%%

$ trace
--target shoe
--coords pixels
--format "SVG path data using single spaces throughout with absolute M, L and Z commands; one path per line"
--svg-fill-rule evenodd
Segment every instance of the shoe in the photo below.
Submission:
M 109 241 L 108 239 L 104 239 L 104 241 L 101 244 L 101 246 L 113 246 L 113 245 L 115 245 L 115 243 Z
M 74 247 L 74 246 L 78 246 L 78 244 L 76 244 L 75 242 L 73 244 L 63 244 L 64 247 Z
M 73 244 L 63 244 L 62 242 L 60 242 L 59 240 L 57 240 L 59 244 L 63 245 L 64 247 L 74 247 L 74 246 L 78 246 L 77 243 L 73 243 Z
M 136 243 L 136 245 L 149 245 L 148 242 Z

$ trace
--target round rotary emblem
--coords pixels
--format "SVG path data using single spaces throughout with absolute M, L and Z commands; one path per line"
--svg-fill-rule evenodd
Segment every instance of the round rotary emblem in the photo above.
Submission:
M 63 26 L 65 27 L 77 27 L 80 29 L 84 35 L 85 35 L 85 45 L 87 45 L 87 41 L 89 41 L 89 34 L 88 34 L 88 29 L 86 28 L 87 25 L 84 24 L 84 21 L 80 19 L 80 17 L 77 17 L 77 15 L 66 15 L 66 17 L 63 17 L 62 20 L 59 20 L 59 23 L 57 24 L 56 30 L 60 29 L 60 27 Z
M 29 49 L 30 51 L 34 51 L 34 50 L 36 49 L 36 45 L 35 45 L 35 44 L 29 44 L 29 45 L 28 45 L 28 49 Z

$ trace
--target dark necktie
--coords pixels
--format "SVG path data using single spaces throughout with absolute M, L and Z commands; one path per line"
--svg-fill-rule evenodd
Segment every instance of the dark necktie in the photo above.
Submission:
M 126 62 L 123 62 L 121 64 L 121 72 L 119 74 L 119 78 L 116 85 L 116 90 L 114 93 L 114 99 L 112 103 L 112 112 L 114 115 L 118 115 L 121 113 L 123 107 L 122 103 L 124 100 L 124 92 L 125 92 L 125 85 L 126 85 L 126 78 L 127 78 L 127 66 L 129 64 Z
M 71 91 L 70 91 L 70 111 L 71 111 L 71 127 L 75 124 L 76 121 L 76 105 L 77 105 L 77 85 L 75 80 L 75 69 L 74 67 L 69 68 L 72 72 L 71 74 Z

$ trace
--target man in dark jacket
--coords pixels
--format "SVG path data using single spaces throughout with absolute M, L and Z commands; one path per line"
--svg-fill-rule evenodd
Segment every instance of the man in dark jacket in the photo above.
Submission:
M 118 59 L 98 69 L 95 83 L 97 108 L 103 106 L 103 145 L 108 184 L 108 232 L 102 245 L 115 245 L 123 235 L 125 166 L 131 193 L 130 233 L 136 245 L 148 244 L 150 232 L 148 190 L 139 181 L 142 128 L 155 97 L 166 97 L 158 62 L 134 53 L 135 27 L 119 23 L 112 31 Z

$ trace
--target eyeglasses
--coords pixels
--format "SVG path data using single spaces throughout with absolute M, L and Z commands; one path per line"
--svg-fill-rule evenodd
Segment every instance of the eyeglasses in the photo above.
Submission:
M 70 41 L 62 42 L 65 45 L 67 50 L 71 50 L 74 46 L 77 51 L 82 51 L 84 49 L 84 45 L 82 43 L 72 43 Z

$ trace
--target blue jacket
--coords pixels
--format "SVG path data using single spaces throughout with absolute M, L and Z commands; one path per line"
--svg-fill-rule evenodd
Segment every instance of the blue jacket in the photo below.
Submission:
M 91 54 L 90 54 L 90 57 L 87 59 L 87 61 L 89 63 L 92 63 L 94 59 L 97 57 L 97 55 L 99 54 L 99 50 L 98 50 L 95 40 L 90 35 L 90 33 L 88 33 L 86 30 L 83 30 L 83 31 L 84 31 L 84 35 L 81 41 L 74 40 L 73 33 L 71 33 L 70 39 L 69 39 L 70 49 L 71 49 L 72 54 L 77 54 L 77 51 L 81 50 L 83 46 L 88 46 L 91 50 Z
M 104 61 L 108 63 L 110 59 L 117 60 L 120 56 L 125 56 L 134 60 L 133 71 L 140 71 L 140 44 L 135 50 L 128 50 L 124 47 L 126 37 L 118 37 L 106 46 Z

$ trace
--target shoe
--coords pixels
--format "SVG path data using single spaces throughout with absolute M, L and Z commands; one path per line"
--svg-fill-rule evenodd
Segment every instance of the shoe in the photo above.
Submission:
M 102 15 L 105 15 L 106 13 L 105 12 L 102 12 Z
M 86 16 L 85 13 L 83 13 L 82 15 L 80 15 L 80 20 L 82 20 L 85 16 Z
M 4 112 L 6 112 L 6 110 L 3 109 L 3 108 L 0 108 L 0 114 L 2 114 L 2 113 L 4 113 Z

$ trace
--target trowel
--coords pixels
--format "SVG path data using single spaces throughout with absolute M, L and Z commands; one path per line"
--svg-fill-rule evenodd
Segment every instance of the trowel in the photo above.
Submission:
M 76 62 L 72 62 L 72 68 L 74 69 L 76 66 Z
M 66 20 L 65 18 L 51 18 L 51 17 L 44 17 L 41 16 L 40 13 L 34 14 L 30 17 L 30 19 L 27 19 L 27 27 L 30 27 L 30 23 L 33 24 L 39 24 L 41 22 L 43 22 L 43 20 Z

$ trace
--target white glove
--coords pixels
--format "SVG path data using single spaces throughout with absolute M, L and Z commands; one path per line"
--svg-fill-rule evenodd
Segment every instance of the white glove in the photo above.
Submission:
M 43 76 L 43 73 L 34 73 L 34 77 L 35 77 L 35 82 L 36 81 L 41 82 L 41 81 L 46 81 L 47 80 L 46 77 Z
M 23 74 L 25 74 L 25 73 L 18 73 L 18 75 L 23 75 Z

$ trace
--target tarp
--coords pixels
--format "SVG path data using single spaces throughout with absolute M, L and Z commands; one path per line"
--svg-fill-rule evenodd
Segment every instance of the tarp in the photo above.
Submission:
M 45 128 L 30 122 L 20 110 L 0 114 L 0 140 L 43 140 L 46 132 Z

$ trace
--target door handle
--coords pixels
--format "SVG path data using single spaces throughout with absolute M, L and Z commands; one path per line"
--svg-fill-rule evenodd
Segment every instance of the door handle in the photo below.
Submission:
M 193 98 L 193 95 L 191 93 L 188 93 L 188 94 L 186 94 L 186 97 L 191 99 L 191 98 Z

%%

Reproduce exactly the lines from the beginning of the entries above up to and including the line that contains "Segment every instance of the shoe in the photo below.".

Task solution
$ trace
--target shoe
--coords pixels
--format "SVG path data using single spaces throughout with absolute M, L and Z commands; one path per line"
--svg-fill-rule evenodd
Segment every instance of the shoe in the photo below.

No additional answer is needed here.